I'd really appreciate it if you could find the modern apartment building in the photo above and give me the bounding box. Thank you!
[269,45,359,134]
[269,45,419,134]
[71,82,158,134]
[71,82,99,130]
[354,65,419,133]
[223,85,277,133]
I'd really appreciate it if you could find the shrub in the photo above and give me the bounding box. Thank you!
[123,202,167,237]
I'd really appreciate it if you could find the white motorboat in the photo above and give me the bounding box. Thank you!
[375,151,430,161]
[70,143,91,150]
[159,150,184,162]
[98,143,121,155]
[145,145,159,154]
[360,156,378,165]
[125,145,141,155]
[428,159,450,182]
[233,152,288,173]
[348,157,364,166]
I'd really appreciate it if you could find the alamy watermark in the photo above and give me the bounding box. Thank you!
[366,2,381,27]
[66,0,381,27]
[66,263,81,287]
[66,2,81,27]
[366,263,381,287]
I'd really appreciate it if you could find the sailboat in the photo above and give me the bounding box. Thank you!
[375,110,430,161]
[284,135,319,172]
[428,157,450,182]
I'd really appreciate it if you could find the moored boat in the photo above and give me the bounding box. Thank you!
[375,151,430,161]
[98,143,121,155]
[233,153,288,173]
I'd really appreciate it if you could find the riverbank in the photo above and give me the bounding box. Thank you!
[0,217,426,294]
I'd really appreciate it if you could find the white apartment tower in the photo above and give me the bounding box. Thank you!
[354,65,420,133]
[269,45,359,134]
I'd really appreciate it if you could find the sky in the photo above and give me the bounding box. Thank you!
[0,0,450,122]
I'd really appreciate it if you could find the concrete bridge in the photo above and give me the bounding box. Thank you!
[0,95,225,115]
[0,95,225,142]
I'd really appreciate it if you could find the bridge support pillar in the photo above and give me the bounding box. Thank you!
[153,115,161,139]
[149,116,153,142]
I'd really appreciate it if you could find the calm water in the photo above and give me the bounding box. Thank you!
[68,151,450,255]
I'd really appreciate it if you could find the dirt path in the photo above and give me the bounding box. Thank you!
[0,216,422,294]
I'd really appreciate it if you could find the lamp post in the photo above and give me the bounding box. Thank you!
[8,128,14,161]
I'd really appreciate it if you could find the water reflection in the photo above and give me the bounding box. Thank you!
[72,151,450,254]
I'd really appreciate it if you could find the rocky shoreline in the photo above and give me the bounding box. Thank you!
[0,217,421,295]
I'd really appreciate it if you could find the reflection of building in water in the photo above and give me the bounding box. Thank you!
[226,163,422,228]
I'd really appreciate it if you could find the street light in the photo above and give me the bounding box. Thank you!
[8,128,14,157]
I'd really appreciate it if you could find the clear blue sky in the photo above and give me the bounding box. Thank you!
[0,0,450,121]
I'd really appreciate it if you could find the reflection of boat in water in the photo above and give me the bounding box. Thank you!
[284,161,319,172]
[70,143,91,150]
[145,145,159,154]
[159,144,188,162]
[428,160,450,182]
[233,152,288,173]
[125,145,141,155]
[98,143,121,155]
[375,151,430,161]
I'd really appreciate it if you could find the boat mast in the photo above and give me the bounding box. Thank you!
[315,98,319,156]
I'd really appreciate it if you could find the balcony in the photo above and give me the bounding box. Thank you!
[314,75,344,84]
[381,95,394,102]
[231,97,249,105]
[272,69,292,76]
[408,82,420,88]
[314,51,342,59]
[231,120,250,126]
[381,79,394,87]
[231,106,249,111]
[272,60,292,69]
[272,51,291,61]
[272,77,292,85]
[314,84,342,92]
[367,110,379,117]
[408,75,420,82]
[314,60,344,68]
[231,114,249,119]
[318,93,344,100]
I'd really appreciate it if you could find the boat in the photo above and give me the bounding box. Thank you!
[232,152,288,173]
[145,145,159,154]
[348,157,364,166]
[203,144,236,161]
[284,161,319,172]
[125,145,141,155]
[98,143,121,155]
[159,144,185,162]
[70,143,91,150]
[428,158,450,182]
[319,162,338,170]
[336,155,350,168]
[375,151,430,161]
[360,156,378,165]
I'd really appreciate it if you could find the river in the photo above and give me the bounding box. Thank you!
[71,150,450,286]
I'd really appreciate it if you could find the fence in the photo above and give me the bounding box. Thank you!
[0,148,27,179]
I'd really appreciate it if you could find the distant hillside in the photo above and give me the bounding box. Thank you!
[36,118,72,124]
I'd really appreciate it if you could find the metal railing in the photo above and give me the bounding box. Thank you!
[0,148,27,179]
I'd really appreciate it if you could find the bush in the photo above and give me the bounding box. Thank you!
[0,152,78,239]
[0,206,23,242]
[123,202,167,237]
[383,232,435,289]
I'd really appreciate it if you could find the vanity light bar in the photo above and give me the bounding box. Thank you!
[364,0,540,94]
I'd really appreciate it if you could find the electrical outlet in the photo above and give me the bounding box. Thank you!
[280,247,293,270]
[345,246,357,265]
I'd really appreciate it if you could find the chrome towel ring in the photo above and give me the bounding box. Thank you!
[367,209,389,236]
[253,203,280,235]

## Given exercise
Rewrite the data from the line containing "I'd really appreciate it if you could find the boat in" through the end of the data, keeping every line in full and shifting each bounding box coordinate up by 149.

## Output of the exercise
I'd really appreciate it if you could find the boat in the photo above and give me the bounding box. Thank you!
[381,301,437,322]
[294,294,308,303]
[497,306,513,315]
[352,293,385,310]
[433,310,468,321]
[274,294,290,304]
[247,292,270,304]
[308,293,334,311]
[219,292,240,299]
[577,307,599,331]
[468,311,487,319]
[485,304,499,317]
[524,300,579,310]
[509,305,527,314]
I'd really appreciate it if you could find the river in the photo above and give me the bounding box. Thank you!
[220,299,599,435]
I'd really appreciate it if you could find the fence in the photo above and give me the bounding box. Thank you!
[149,297,176,328]
I'd really appreciate it if you could find the distant hillside in the photo above and give me the bounding box. Thank you!
[185,267,221,273]
I'd really appreciate it if you could find the metal railing in the photo above and give me the bounding box. Thank you!
[149,297,176,328]
I'd really appreciate it if you could find the bush in the photo above and give me the bounding box. Thank you!
[149,301,227,388]
[149,355,172,391]
[272,351,316,386]
[532,381,584,438]
I'd really appreciate it if you could find the vanity light bar in the photo above and give me the bounding box. Thank you!
[513,149,689,243]
I'd really appreciate it if you could find the electrical outlet in the photo above and give me the bounding box. Thank you!
[429,396,442,419]
[494,395,506,414]
I'd really appreciate it if you could find the chrome towel ring in the photo above and give me the bounding box. Thank you!
[516,358,538,385]
[402,352,429,384]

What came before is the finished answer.